WHAT IS ASKED:
Quote all of the data below exactly, please.

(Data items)
□ □ □ □

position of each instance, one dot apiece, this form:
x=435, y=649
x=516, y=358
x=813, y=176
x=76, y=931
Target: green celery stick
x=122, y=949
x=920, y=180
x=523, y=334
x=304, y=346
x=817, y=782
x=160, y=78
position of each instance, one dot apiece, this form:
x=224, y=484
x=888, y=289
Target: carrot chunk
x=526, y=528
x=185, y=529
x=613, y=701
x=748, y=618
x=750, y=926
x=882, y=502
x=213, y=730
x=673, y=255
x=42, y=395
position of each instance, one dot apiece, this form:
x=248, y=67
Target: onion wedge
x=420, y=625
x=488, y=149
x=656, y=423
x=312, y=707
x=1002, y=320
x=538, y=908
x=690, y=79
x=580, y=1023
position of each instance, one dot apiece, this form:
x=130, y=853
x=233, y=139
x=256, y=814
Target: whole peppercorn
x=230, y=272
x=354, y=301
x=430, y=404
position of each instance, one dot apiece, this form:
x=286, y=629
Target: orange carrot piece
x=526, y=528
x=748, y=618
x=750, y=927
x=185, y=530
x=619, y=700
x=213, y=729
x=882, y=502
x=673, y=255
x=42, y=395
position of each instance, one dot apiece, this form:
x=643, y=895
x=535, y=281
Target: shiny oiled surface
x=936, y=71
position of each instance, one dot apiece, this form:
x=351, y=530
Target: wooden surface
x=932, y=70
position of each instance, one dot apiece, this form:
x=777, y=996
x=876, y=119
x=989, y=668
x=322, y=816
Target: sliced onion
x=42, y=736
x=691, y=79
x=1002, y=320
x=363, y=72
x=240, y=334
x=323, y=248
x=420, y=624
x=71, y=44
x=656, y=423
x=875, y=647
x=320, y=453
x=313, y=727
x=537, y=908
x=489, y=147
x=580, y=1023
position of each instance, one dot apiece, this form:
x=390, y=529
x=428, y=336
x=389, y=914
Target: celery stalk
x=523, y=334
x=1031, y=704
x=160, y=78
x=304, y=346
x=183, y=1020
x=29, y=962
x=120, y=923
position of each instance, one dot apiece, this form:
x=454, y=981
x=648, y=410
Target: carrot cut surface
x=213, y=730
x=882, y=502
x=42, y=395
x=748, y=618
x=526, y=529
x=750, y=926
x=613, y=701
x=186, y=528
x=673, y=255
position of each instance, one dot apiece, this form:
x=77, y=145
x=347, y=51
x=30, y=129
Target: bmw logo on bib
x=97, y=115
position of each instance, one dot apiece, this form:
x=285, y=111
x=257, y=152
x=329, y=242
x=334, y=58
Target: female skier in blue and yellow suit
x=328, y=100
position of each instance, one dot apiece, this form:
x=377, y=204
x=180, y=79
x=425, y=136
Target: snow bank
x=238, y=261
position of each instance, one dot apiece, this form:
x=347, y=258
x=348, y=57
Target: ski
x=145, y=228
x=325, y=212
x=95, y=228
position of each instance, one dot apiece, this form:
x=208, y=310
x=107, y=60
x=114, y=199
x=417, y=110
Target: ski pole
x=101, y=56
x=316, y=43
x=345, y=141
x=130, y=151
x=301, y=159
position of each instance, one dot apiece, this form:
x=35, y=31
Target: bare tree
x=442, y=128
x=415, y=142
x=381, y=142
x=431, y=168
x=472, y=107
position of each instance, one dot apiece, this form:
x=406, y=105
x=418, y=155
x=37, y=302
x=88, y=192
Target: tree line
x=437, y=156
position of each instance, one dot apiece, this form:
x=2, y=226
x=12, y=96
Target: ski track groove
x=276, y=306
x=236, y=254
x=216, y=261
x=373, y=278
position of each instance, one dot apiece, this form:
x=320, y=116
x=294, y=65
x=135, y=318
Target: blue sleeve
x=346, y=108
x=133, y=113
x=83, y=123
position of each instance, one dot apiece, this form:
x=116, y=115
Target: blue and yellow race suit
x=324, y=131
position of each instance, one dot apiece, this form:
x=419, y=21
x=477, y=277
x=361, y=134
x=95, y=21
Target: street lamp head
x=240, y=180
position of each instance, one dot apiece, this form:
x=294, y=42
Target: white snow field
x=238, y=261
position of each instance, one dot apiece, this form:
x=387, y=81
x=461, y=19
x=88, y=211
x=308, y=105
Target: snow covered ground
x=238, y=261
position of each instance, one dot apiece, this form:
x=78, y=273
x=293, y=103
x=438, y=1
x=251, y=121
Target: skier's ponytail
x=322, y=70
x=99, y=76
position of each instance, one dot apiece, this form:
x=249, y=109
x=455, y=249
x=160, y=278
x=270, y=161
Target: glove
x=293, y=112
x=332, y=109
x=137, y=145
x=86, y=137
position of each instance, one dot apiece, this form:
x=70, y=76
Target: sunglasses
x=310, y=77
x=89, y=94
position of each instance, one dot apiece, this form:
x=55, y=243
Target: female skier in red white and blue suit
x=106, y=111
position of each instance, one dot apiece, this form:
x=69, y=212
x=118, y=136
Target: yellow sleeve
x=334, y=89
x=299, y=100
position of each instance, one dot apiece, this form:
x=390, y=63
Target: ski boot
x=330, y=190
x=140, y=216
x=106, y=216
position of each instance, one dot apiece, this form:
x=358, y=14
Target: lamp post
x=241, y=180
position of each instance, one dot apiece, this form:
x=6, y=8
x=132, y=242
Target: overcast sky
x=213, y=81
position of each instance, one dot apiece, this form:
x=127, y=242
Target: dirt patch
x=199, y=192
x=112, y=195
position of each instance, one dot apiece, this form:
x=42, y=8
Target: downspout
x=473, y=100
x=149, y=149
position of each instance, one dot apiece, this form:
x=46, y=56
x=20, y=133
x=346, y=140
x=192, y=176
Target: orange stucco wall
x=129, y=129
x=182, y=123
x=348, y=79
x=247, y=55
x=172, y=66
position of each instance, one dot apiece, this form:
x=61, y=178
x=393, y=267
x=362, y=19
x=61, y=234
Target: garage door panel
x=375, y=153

□ □ □ □

WRITTEN ANSWER:
position of each instance, one dot apiece, this form:
x=435, y=649
x=516, y=358
x=813, y=176
x=76, y=931
Target: green celery stick
x=122, y=949
x=920, y=180
x=523, y=334
x=304, y=346
x=817, y=782
x=160, y=78
position of each instance, one dot apiece, this form:
x=224, y=484
x=888, y=289
Target: carrot chunk
x=526, y=528
x=185, y=529
x=613, y=701
x=748, y=618
x=750, y=926
x=882, y=502
x=213, y=730
x=673, y=255
x=42, y=395
position of each instance, one dot apiece, this form:
x=248, y=67
Target: onion wedge
x=420, y=625
x=488, y=149
x=656, y=423
x=312, y=707
x=1002, y=320
x=538, y=908
x=690, y=79
x=580, y=1023
position of each instance, one dot apiece, this form:
x=130, y=853
x=233, y=139
x=256, y=814
Target: whole peppercorn
x=230, y=272
x=354, y=301
x=430, y=404
position of each instance, one dot apiece, this form:
x=286, y=629
Target: orange carrot piece
x=526, y=528
x=748, y=618
x=750, y=927
x=185, y=530
x=619, y=700
x=213, y=729
x=882, y=502
x=673, y=255
x=42, y=395
position of each instance, one dot apiece, this form:
x=643, y=895
x=535, y=281
Target: shiny oiled surface
x=936, y=71
position of each instance, one dot apiece, this form:
x=351, y=530
Target: wooden surface
x=932, y=70
position of each instance, one dot apiece, this form:
x=777, y=996
x=876, y=119
x=989, y=668
x=322, y=816
Target: sliced onion
x=42, y=736
x=691, y=79
x=1002, y=320
x=363, y=72
x=240, y=334
x=323, y=248
x=420, y=624
x=71, y=44
x=656, y=423
x=875, y=647
x=320, y=453
x=313, y=727
x=537, y=908
x=489, y=147
x=580, y=1023
position of each instance, one dot apiece, this form:
x=390, y=529
x=428, y=336
x=389, y=914
Target: celery stalk
x=523, y=334
x=1031, y=704
x=160, y=78
x=304, y=346
x=183, y=1020
x=29, y=962
x=120, y=923
position of each instance, one dot apiece, this form:
x=454, y=981
x=648, y=410
Target: carrot cut surface
x=213, y=730
x=882, y=502
x=42, y=395
x=748, y=618
x=526, y=529
x=750, y=926
x=613, y=701
x=186, y=528
x=673, y=255
position of each instance, one dot apiece, this form:
x=77, y=145
x=347, y=51
x=30, y=129
Target: bmw logo on bib
x=97, y=115
position of each instance, one dot apiece, this form:
x=285, y=111
x=257, y=152
x=329, y=242
x=334, y=58
Target: female skier in blue and yellow suit
x=328, y=100
position of each instance, one dot apiece, this form:
x=377, y=204
x=180, y=79
x=425, y=136
Target: snow bank
x=238, y=261
position of each instance, one dot apiece, this form:
x=347, y=258
x=348, y=57
Target: ski
x=145, y=228
x=325, y=212
x=95, y=228
position of each instance, one dot apiece, this form:
x=208, y=310
x=107, y=60
x=114, y=199
x=417, y=110
Target: ski pole
x=101, y=56
x=316, y=43
x=345, y=141
x=130, y=151
x=301, y=159
position of each instance, one dot apiece, this form:
x=35, y=31
Target: bare tree
x=442, y=128
x=415, y=142
x=381, y=142
x=431, y=168
x=472, y=107
position of each instance, one dot apiece, this form:
x=406, y=105
x=418, y=155
x=37, y=302
x=88, y=192
Target: tree line
x=437, y=156
position of each instance, one dot apiece, this form:
x=2, y=226
x=12, y=96
Target: ski track groove
x=276, y=306
x=236, y=254
x=216, y=261
x=373, y=278
position of each instance, one dot apiece, this form:
x=320, y=116
x=294, y=65
x=135, y=318
Target: blue sleeve
x=346, y=108
x=133, y=113
x=83, y=123
position of each instance, one dot apiece, this form:
x=116, y=115
Target: blue and yellow race suit
x=324, y=131
position of each instance, one dot apiece, this form:
x=419, y=21
x=477, y=277
x=361, y=134
x=95, y=21
Target: street lamp head
x=240, y=180
position of each instance, one dot apiece, this form:
x=294, y=42
Target: white snow field
x=238, y=261
position of each instance, one dot apiece, this form:
x=387, y=81
x=461, y=19
x=88, y=211
x=308, y=105
Target: snow covered ground
x=238, y=261
position of each instance, one dot apiece, this form:
x=78, y=273
x=293, y=103
x=438, y=1
x=251, y=121
Target: skier's ponytail
x=322, y=70
x=99, y=76
position of each instance, one dot apiece, this form:
x=249, y=109
x=455, y=249
x=160, y=278
x=270, y=161
Target: glove
x=293, y=112
x=332, y=109
x=137, y=145
x=86, y=137
position of each instance, one dot apiece, this form:
x=70, y=76
Target: sunglasses
x=310, y=77
x=89, y=94
position of each instance, one dot apiece, this form:
x=55, y=243
Target: female skier in red white and blue suit
x=106, y=111
position of each instance, one dot apiece, this form:
x=69, y=212
x=118, y=136
Target: yellow sleeve
x=334, y=89
x=299, y=100
position of each instance, one dot apiece, this form:
x=390, y=63
Target: ski boot
x=330, y=190
x=140, y=216
x=106, y=216
position of each instance, one dot apiece, this form:
x=358, y=14
Target: lamp post
x=241, y=180
position of each instance, one dot apiece, this form:
x=6, y=8
x=132, y=242
Target: overcast sky
x=213, y=81
position of each instance, one dot apiece, this form:
x=127, y=242
Target: dirt patch
x=199, y=192
x=112, y=195
position of each instance, one dot apiece, this form:
x=42, y=8
Target: downspout
x=473, y=100
x=149, y=149
position of each instance, one dot apiece, this form:
x=46, y=56
x=20, y=133
x=346, y=140
x=192, y=176
Target: orange stucco wall
x=129, y=129
x=182, y=123
x=348, y=79
x=247, y=55
x=172, y=66
position of each instance, one dot apiece, this form:
x=61, y=178
x=393, y=267
x=362, y=19
x=61, y=234
Target: garage door panel
x=375, y=153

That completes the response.